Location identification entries
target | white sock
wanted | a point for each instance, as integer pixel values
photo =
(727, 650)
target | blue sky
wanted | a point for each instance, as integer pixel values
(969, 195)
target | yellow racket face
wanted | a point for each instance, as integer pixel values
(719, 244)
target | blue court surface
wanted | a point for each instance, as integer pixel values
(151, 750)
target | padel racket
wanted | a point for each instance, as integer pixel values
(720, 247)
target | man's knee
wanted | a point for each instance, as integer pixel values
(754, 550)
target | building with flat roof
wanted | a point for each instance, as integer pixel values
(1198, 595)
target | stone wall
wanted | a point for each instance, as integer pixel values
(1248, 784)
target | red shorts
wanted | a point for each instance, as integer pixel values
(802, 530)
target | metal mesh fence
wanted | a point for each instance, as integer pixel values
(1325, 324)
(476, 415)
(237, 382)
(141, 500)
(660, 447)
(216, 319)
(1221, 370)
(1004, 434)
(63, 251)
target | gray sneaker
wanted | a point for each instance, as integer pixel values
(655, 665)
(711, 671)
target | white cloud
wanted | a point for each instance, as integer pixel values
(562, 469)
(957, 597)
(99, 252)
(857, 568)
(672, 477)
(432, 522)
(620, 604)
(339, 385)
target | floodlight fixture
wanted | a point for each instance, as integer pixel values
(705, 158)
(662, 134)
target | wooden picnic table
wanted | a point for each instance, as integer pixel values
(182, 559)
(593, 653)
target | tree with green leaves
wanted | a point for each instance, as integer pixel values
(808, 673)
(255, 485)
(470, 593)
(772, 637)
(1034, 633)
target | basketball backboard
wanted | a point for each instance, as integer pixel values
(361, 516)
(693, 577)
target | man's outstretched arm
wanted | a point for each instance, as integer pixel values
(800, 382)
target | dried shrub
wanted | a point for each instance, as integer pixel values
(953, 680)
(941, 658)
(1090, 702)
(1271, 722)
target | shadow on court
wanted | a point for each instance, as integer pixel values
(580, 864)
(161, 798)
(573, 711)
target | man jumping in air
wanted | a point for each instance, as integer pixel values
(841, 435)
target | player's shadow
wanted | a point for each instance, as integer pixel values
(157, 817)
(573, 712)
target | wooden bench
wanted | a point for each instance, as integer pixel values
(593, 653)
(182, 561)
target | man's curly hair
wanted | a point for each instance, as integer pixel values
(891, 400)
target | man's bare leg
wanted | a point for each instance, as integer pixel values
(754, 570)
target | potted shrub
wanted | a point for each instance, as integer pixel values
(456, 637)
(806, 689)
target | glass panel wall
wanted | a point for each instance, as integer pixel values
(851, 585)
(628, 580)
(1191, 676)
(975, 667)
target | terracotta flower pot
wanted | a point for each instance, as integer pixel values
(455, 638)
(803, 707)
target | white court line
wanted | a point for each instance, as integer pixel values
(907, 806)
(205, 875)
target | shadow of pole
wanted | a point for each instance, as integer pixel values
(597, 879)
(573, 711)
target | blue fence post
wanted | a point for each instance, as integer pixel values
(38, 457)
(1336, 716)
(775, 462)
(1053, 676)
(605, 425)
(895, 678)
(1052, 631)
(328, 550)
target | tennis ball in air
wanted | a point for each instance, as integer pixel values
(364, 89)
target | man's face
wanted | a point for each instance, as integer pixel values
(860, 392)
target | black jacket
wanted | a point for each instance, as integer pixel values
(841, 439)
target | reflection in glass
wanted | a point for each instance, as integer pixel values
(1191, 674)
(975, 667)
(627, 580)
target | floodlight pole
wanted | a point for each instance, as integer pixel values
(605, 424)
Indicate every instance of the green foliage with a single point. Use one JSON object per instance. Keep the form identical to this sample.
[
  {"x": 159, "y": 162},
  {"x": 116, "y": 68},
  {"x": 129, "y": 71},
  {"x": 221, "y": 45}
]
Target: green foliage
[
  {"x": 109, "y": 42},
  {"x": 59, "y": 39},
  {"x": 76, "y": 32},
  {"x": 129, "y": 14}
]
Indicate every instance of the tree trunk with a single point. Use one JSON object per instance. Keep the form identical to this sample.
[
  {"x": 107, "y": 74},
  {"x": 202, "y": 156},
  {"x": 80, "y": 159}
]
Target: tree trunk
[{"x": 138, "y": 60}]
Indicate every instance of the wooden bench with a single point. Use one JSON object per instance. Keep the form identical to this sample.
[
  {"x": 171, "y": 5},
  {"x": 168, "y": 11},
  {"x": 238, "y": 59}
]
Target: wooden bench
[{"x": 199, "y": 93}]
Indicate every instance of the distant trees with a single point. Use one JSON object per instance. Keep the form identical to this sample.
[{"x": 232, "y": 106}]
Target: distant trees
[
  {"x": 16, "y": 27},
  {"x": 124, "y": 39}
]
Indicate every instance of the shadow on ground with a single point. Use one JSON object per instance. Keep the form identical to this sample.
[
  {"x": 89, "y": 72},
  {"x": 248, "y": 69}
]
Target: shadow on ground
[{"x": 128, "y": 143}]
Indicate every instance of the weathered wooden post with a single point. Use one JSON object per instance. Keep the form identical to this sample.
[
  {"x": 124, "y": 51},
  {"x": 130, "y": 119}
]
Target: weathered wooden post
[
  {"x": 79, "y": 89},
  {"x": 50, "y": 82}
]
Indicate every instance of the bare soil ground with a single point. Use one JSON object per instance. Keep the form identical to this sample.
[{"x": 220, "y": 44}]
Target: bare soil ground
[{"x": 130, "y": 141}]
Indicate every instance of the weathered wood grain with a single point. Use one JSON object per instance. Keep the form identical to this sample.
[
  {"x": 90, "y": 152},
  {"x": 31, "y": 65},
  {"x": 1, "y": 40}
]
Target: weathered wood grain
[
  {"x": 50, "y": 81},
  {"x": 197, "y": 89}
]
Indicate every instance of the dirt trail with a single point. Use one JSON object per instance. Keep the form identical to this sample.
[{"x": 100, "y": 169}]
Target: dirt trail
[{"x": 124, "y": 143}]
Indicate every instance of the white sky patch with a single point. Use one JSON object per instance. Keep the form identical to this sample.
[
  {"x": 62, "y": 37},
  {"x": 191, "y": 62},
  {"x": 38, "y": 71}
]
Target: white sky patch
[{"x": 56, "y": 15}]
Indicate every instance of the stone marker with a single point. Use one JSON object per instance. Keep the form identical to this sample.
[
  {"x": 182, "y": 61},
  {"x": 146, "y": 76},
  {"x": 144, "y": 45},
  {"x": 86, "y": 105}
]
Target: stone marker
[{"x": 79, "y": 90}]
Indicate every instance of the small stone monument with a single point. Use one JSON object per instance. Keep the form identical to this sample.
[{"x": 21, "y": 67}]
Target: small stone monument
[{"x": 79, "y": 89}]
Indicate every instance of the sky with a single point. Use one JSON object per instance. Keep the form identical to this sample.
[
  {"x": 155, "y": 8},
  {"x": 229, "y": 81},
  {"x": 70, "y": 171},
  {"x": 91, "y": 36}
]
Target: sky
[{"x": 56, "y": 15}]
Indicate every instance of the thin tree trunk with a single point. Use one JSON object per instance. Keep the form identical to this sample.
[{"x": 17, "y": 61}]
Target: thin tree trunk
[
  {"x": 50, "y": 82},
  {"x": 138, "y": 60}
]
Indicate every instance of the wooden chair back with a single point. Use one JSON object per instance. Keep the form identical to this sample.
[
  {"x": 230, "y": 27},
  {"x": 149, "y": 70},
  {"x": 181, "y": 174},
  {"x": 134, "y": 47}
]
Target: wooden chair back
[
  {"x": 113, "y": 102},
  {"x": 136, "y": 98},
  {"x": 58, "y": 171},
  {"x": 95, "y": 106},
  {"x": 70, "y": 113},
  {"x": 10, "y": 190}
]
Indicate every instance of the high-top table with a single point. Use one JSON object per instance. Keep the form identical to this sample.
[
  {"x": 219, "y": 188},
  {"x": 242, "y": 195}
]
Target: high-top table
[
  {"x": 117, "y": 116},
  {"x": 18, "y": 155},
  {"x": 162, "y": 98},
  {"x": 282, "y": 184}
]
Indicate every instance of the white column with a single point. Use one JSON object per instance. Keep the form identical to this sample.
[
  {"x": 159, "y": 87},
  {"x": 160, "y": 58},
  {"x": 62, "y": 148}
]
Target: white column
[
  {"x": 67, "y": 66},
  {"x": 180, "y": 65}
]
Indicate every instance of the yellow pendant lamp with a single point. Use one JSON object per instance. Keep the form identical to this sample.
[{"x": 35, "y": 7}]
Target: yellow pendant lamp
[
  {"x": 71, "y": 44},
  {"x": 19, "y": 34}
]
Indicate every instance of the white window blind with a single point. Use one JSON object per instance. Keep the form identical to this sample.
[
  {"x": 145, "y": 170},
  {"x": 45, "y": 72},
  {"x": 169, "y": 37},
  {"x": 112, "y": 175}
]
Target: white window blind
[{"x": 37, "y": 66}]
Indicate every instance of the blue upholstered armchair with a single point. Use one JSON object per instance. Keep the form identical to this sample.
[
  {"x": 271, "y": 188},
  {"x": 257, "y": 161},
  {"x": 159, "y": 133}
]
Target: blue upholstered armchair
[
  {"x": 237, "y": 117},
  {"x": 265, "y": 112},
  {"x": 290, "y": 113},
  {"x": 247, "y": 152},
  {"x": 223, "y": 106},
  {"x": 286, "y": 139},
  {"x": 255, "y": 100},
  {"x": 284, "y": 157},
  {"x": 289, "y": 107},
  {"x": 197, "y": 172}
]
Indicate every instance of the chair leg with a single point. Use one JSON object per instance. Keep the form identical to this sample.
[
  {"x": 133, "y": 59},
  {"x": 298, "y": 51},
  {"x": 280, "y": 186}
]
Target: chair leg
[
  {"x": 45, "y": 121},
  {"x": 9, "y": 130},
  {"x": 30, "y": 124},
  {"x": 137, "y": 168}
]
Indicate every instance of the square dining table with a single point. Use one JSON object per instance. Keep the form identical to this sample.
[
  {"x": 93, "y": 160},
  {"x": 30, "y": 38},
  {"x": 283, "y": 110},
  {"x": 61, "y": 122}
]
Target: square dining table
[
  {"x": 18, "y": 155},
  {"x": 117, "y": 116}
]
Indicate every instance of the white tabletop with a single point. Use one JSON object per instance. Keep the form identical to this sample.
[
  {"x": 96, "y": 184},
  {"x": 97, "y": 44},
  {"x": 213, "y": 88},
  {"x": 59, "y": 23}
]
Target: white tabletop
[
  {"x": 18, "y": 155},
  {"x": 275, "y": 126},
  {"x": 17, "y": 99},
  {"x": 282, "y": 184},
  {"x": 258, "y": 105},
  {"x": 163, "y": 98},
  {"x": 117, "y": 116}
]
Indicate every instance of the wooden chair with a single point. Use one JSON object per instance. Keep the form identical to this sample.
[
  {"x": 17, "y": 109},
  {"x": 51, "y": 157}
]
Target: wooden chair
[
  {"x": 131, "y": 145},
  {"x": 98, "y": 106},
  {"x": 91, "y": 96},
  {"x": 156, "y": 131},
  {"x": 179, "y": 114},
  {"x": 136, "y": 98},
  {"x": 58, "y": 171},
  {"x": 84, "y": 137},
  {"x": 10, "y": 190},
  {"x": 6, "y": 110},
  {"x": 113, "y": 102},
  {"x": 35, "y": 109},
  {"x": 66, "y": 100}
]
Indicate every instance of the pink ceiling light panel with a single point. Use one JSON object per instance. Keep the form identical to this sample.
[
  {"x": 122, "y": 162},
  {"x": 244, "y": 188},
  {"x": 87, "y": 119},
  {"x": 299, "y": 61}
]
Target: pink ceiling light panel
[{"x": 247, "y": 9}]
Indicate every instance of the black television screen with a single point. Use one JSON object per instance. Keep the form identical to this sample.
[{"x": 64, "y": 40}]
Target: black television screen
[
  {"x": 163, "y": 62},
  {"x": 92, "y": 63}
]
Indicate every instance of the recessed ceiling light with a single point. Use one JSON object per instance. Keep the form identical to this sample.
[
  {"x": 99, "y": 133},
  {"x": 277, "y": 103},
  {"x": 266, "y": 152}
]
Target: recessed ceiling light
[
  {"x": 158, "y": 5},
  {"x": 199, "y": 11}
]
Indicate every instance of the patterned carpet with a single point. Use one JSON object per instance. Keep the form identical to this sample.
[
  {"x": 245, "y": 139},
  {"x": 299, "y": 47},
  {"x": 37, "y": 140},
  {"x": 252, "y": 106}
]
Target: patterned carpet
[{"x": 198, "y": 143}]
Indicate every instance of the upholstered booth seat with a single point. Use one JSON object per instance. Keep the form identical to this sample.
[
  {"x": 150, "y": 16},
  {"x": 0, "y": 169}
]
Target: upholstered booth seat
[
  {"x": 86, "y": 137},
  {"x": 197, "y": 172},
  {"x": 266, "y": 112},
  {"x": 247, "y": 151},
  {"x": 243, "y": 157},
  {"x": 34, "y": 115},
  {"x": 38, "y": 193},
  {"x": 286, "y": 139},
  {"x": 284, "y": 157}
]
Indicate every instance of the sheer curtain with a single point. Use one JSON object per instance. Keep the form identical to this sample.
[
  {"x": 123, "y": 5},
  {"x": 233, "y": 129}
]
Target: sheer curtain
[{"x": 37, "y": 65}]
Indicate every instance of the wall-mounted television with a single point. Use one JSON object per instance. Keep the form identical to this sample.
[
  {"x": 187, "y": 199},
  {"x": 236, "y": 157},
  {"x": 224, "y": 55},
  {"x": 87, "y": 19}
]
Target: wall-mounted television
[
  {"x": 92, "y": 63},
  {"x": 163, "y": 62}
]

◆ **Goal**
Lay out the stretch from the line containing "Indicate every instance of the recessed" through the end of the material as a Markdown table with the columns Row and Line, numbering each line in order and leaving out blank lines.

◆ **Result of this exercise**
| Row | Line |
|---|---|
| 1 | Indicate every instance of the recessed ceiling light with a single point. Use one JSON object per instance. Keep the form identical to this sample. |
| 2 | [ |
| 3 |   {"x": 99, "y": 133}, |
| 4 |   {"x": 277, "y": 103}, |
| 5 |   {"x": 266, "y": 152} |
| 6 | ] |
| 7 | Target: recessed ceiling light |
| 8 | [ |
| 9 |   {"x": 158, "y": 5}, |
| 10 |   {"x": 199, "y": 11} |
| 11 | ] |
| 12 | Indicate every instance of the patterned carpet with a single point. Use one JSON object per instance. Keep the form identical to this sample. |
| 13 | [ |
| 14 |   {"x": 245, "y": 139}, |
| 15 |   {"x": 299, "y": 47}, |
| 16 |   {"x": 37, "y": 140}, |
| 17 |   {"x": 252, "y": 106} |
| 18 | ] |
| 19 | Target: patterned carpet |
| 20 | [{"x": 198, "y": 143}] |
| 21 | Indicate every instance of the upholstered booth seat with a single point. Use one JSON object per instance. Keep the form identical to this sample. |
| 22 | [ |
| 23 |   {"x": 150, "y": 16}, |
| 24 |   {"x": 0, "y": 169} |
| 25 | ] |
| 26 | Target: upholstered booth seat |
| 27 | [ |
| 28 |   {"x": 86, "y": 137}, |
| 29 |   {"x": 197, "y": 172}, |
| 30 |   {"x": 266, "y": 112}, |
| 31 |   {"x": 247, "y": 151}, |
| 32 |   {"x": 243, "y": 157}, |
| 33 |   {"x": 34, "y": 115}, |
| 34 |   {"x": 38, "y": 193}, |
| 35 |   {"x": 286, "y": 139}, |
| 36 |   {"x": 284, "y": 157} |
| 37 | ] |
| 38 | Indicate every instance of the sheer curtain with a single point. Use one JSON object per instance. Keep the form identical to this sample. |
| 39 | [ |
| 40 |   {"x": 123, "y": 5}, |
| 41 |   {"x": 233, "y": 129} |
| 42 | ] |
| 43 | Target: sheer curtain |
| 44 | [{"x": 37, "y": 65}] |
| 45 | Indicate every instance of the wall-mounted television with a single point. Use one JSON object per instance. Keep the form identical to this sample. |
| 46 | [ |
| 47 |   {"x": 187, "y": 199}, |
| 48 |   {"x": 236, "y": 157}, |
| 49 |   {"x": 224, "y": 55}, |
| 50 |   {"x": 87, "y": 19} |
| 51 | ] |
| 52 | Target: wall-mounted television |
| 53 | [ |
| 54 |   {"x": 92, "y": 63}, |
| 55 |   {"x": 163, "y": 62} |
| 56 | ] |